■ TRAVAIL DEMANDÉ 1:
Recopiez mot pour mot le passage de l'extrait sur le Louvre médiéval qui va de « La capitale du » jusqu'à « Louvre est né. ».
■ TRAVAIL DEMANDÉ 2:
D'après l'extrait sur le Louvre médiéval, dans quelle ville passe la frontière entre le royaume et les Plantagenêt ?

___ EXTRAIT DU DOCUMENT ___

Rendez-vous sous la pyramide du Louvre. Prenez la direction indiquée « Sully », passez les contrôles et continuez tout droit. Vous allez passer sous une porte; continuez face à vous en direction d’un mur de pierre sur lequel sont présentés des fragments sculptés. A gauche de ce mur, un passage permet d’entrer dans les fossés du Louvre médiéval.
Dans les fossés du Louvre médiéval
C’est ici qu’est né le Louvre et les murs qui vous entourent remontent jusqu’aux années 1190-1205. Philippe Auguste, roi de France de 1179 à 1223, en a ordonné la construction afin de protéger Paris.
La capitale du royaume est en effet sans protection à cette époque, alors qu’elle est la ville la plus peuplée d’Europe occidentale et qu’elle est en plein développement. Le royaume est à cette époque l’objet de pressions importantes des Plantagenêt qui règnent alors sur l’Angleterre et le duché de Normandie; la frontière qui sépare les deux ennemis est à Gisors, à seulement 70 kilomètres à l’ouest de Paris. Pour le roi qui s’apprête à partir en croisade avec Richard Cœur-de-lion, nouveau roi d’Angleterre, il faut protéger ses terres. Il ordonne donc la construction d’une longue et forte enceinte qui va protéger sa ville de tout danger. Afin de la renforcer, il ordonne l’aménagement, à l’extérieur de la ville, à l’ouest, d’une forteresse qui contrôle les principaux accès à la ville depuis la Normandie: le Louvre est né.

___ DONNÉES FOURNIES ___

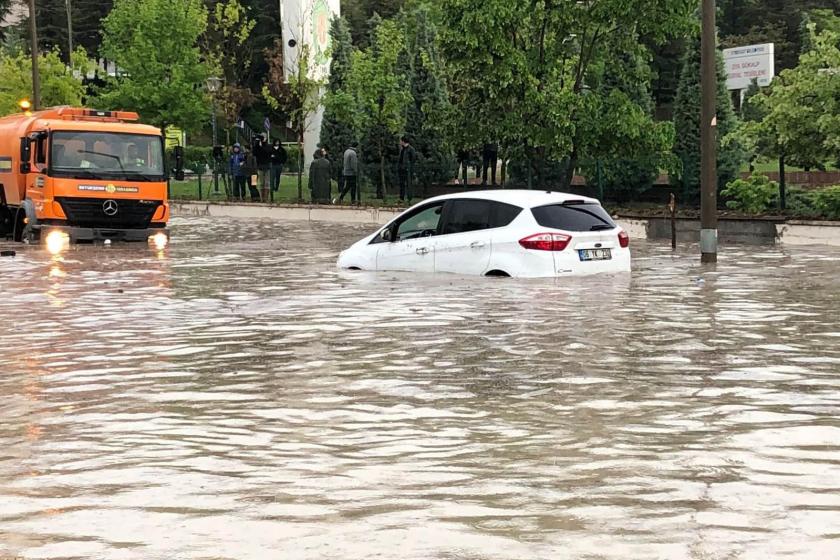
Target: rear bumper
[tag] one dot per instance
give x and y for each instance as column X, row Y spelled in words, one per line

___

■ CORRIGÉ 1:
La capitale du royaume est en effet sans protection à cette époque, alors qu’elle est la ville la plus peuplée d’Europe occidentale et qu’elle est en plein développement. Le royaume est à cette époque l’objet de pressions importantes des Plantagenêt qui règnent alors sur l’Angleterre et le duché de Normandie; la frontière qui sépare les deux ennemis est à Gisors, à seulement 70 kilomètres à l’ouest de Paris. Pour le roi qui s’apprête à partir en croisade avec Richard Cœur-de-lion, nouveau roi d’Angleterre, il faut protéger ses terres. Il ordonne donc la construction d’une longue et forte enceinte qui va protéger sa ville de tout danger. Afin de la renforcer, il ordonne l’aménagement, à l’extérieur de la ville, à l’ouest, d’une forteresse qui contrôle les principaux accès à la ville depuis la Normandie: le Louvre est né.

■ CORRIGÉ 2:
À Gisors, à seulement 70 kilomètres à l'ouest de Paris.